WHAT IS BEING ASKED: Print every one of the following rows word for word, without the pictures.

DATASET ROWS:
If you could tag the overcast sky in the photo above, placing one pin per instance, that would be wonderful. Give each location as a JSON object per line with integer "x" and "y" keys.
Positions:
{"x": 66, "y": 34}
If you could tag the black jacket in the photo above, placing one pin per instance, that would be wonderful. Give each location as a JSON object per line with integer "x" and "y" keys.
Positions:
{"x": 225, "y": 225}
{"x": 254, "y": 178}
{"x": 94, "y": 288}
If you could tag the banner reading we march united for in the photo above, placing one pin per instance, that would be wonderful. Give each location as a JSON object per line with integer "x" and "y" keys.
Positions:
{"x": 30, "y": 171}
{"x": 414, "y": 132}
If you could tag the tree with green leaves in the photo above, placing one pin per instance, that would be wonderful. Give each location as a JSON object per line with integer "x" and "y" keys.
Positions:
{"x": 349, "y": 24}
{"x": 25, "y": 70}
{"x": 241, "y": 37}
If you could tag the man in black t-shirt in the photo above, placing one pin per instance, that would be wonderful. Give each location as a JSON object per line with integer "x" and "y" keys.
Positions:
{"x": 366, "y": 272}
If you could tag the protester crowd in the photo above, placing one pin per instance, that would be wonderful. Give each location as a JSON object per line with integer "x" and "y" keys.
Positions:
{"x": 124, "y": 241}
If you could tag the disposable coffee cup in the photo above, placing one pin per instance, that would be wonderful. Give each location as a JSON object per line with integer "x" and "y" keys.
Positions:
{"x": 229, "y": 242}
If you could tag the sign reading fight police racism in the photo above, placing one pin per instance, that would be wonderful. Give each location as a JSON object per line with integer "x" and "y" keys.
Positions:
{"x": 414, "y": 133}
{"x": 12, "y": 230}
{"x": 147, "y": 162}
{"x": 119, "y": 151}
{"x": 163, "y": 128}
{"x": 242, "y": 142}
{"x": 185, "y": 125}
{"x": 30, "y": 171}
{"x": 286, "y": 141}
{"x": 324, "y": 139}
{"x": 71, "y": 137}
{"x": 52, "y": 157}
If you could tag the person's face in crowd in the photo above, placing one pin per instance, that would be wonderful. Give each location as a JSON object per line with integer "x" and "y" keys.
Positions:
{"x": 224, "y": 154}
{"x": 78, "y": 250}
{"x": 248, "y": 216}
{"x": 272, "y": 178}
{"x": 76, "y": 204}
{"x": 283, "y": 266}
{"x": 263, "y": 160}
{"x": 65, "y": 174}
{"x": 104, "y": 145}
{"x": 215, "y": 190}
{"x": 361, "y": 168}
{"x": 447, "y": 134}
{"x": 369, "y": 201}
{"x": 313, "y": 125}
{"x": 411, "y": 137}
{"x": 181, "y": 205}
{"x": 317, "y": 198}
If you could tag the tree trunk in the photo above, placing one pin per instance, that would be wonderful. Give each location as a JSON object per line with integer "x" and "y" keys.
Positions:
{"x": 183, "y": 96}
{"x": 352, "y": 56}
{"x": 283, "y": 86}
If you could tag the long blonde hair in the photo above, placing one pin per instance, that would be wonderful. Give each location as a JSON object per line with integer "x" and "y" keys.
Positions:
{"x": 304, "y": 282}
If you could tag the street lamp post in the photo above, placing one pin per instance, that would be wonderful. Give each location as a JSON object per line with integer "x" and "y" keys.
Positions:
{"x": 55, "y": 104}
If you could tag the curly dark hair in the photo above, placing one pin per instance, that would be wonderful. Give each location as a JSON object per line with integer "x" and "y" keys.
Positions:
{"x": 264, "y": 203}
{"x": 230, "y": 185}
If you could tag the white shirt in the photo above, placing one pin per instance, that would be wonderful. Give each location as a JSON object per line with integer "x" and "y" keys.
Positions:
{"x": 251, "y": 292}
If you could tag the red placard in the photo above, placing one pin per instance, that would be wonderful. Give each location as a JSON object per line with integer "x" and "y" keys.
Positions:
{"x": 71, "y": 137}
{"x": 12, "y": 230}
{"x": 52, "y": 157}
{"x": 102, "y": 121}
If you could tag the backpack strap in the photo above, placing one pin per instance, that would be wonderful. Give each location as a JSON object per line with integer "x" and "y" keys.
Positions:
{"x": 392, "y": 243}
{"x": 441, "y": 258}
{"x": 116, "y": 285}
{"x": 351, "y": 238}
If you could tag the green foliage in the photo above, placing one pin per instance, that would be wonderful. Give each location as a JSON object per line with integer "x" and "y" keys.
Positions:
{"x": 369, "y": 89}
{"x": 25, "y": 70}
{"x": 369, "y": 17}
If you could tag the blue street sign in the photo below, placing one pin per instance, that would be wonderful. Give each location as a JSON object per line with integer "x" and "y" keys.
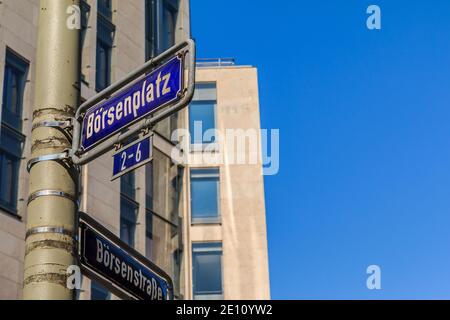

ANSWER TO THE TASK:
If you could tag the overcast sky in the photo above, placing one pin per instance, that would be wonderful. Give each location as a JSON object per line with integer "x" and "y" keys.
Positions:
{"x": 66, "y": 34}
If you could tag the black jacket in the photo above, placing one pin per instance, that would be wonderful. Give each location as a JSON object per line with integer "x" and "y" keys.
Positions:
{"x": 225, "y": 225}
{"x": 254, "y": 178}
{"x": 94, "y": 288}
If you could tag the banner reading we march united for in the photo above, placing one pin per instance, that would be wonderful. Give each location as a JSON object per line with integer "x" and "y" keys.
Positions:
{"x": 30, "y": 171}
{"x": 414, "y": 132}
If you could tag the tree with green leaves in the photo above, placing one pin per instance, that would be wonderful. Give each location as a JSON object per line with integer "x" and "y" keys.
Positions:
{"x": 349, "y": 24}
{"x": 25, "y": 70}
{"x": 241, "y": 37}
If you could tag the man in black t-shirt in the photo above, placing one pin per instance, that would be wonderful. Give each location as a JSON object per line with integer "x" and "y" keys.
Positions:
{"x": 366, "y": 272}
If you could tag the protester crowd in the photo above, placing one pin per instance, that would be wonderful. Give each location as a JSON object per line with integer "x" and "y" keys.
Positions:
{"x": 124, "y": 241}
If you could tag the disposable coffee cup in the photo above, placing one pin per instance, that would be wonderful. Give each location as a JSON object per line with integer "x" and "y" keys.
Positions:
{"x": 229, "y": 242}
If you could tag the sign reading fight police racism in the photo above, placing one pin per instance, that would be wonderful. Give each location as a JSON object per line with integer "x" and "y" keys.
Positions:
{"x": 414, "y": 133}
{"x": 12, "y": 230}
{"x": 147, "y": 162}
{"x": 119, "y": 151}
{"x": 163, "y": 128}
{"x": 242, "y": 142}
{"x": 185, "y": 125}
{"x": 30, "y": 171}
{"x": 286, "y": 141}
{"x": 324, "y": 139}
{"x": 71, "y": 137}
{"x": 52, "y": 157}
If you could tag the person's face in crowd in the photo above, placing one pin per instance, that would be wonderful. Give each location as a JSON object per line with integer "x" and "y" keys.
Positions:
{"x": 224, "y": 154}
{"x": 78, "y": 250}
{"x": 248, "y": 216}
{"x": 272, "y": 178}
{"x": 76, "y": 204}
{"x": 283, "y": 266}
{"x": 263, "y": 160}
{"x": 65, "y": 174}
{"x": 104, "y": 145}
{"x": 215, "y": 190}
{"x": 361, "y": 168}
{"x": 447, "y": 134}
{"x": 369, "y": 201}
{"x": 313, "y": 125}
{"x": 411, "y": 137}
{"x": 181, "y": 205}
{"x": 317, "y": 198}
If you could tag the tree trunk in the photo above, placing one pin per instance, that would be wonderful. Give each location as a JSON object per line with integer "x" and "y" keys.
Positions:
{"x": 183, "y": 96}
{"x": 352, "y": 56}
{"x": 283, "y": 86}
If you could tag the long blonde hair in the photo above, placing one pin per instance, that would be wonderful. Give each location as a JSON object per line with integer "x" and "y" keys.
Positions:
{"x": 304, "y": 282}
If you could tag the street lamp post in the photo above, placing one pin per instance, that would be wonderful. Give each location as a JSON object per line with integer "x" and "y" keys.
Positions:
{"x": 55, "y": 104}
If you could tag the curly dark hair in the photo above, placing one pin per instance, that would be wonderful. Give each location as a JSON object per line with integer "x" and "y" keys.
Positions:
{"x": 264, "y": 203}
{"x": 230, "y": 185}
If you could tag the white shirt in the photo above, placing one pin per instance, that would be wonderful. Give each location as a JSON object per line with integer "x" and "y" keys.
Positions:
{"x": 251, "y": 292}
If you could tag the red placard in the photo above, placing one pin per instance, that would be wonderful. Give each location as a JSON object per line with integer "x" and "y" keys.
Positions:
{"x": 71, "y": 137}
{"x": 12, "y": 230}
{"x": 52, "y": 157}
{"x": 102, "y": 121}
If you could tag the backpack strap in the photo above, placing one pin per instance, that would be wonderful. Give each location as a JSON object per line with integer "x" and "y" keys.
Positions:
{"x": 392, "y": 243}
{"x": 441, "y": 258}
{"x": 116, "y": 285}
{"x": 351, "y": 238}
If you could tag the green foliage in the photo above, placing one pin per instance, that would be wonderful. Give each location as a JSON object per line with integer "x" and "y" keys.
Positions:
{"x": 369, "y": 89}
{"x": 25, "y": 70}
{"x": 369, "y": 17}
If you could tag the blue street sign in the photo below, placing one pin per instance, that would be wonderful. Give each location as a JSON object per line with integer "x" and "y" keys.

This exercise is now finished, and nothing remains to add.